- Record list -

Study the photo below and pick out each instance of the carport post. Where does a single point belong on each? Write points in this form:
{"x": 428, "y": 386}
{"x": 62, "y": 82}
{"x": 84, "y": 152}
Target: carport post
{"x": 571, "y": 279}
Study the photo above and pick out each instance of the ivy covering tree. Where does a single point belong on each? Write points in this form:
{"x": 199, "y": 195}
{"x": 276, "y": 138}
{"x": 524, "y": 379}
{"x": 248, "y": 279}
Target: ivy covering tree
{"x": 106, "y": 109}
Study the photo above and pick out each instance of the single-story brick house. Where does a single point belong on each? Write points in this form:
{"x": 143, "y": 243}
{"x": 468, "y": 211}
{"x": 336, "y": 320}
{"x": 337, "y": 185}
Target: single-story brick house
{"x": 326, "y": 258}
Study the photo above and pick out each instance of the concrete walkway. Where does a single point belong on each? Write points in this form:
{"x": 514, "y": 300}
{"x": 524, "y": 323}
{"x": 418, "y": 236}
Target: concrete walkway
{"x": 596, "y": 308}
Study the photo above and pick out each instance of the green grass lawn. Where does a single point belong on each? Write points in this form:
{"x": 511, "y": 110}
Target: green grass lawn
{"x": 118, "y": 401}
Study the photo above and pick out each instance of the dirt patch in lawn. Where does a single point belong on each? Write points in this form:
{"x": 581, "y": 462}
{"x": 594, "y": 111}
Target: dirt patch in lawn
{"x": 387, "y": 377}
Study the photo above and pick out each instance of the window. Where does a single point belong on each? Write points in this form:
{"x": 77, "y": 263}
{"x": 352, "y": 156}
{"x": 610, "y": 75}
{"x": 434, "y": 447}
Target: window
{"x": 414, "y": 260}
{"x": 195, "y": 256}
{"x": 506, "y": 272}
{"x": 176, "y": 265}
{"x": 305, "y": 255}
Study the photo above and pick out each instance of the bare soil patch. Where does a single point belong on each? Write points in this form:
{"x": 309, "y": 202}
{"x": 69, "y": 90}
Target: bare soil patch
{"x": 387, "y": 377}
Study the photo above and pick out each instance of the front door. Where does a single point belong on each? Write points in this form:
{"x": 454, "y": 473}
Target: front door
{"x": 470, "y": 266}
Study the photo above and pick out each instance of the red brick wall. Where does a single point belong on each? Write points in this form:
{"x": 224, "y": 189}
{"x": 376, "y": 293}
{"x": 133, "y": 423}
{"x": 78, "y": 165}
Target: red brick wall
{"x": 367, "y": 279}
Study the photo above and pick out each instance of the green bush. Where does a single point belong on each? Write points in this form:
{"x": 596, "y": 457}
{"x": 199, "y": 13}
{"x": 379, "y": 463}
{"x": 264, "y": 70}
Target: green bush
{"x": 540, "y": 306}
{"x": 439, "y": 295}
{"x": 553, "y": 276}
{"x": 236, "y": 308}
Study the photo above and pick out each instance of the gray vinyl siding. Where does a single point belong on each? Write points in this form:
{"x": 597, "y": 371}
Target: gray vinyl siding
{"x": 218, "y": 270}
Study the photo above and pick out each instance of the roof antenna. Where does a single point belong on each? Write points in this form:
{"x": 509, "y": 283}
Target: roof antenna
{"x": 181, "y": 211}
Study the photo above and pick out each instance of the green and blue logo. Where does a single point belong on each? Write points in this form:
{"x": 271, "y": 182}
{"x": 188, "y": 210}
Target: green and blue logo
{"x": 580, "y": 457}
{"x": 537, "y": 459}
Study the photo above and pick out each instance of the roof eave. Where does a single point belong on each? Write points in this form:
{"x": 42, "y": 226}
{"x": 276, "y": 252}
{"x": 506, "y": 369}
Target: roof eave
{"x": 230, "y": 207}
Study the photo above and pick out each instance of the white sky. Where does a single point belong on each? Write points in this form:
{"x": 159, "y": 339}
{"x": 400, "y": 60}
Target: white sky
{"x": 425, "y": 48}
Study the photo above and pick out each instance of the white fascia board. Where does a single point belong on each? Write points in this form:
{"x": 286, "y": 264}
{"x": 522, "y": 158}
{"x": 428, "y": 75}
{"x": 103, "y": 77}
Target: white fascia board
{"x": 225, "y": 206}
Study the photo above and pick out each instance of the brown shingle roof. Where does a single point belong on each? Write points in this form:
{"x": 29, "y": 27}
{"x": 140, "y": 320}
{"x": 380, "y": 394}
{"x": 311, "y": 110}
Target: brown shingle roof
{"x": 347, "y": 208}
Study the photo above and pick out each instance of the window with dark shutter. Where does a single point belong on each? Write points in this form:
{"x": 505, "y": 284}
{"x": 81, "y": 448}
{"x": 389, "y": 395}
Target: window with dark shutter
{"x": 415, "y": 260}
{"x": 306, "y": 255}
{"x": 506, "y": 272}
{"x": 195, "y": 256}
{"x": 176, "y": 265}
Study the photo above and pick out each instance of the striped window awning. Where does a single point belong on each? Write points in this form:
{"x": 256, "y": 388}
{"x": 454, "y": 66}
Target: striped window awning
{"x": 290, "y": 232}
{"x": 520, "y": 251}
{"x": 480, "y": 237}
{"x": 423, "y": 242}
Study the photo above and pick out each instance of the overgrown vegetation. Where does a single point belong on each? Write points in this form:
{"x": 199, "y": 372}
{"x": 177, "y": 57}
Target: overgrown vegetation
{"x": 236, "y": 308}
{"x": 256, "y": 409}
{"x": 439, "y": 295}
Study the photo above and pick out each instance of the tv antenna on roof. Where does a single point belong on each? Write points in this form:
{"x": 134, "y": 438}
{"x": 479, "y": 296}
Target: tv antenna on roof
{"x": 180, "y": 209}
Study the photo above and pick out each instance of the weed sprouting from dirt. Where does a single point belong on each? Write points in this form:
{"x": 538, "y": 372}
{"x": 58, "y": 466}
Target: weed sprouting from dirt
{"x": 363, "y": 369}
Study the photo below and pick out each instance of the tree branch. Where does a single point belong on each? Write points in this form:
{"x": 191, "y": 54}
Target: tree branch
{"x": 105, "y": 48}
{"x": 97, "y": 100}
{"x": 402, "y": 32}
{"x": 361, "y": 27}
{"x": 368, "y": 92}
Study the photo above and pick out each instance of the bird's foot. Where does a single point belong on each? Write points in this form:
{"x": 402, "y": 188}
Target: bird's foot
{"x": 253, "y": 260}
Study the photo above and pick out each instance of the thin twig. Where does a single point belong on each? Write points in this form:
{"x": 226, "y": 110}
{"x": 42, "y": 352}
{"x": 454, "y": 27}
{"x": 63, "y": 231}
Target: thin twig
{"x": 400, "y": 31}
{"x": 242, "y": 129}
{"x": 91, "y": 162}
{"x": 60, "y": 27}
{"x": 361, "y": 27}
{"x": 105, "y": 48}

- Task description -
In the entries above, take the line containing "of the tree" and each later line through the last, and repeat them exactly. Output nothing else.

- Solution -
Study the photo below and pick out each instance of the tree branch. Where does a single point belong on each? Write points in this form:
{"x": 191, "y": 54}
Target: tree branch
{"x": 105, "y": 48}
{"x": 97, "y": 100}
{"x": 402, "y": 32}
{"x": 361, "y": 27}
{"x": 368, "y": 92}
Study the photo above and pick out each instance of the bird's foot. Where does a single point belong on each? Write points in this form:
{"x": 402, "y": 188}
Target: bird's foot
{"x": 253, "y": 260}
Study the photo above and pick out each instance of the thin twig. Where does a single point belong on each? Write points in this form:
{"x": 226, "y": 110}
{"x": 42, "y": 352}
{"x": 454, "y": 27}
{"x": 63, "y": 231}
Target: thin twig
{"x": 400, "y": 31}
{"x": 242, "y": 129}
{"x": 91, "y": 162}
{"x": 60, "y": 27}
{"x": 361, "y": 27}
{"x": 105, "y": 48}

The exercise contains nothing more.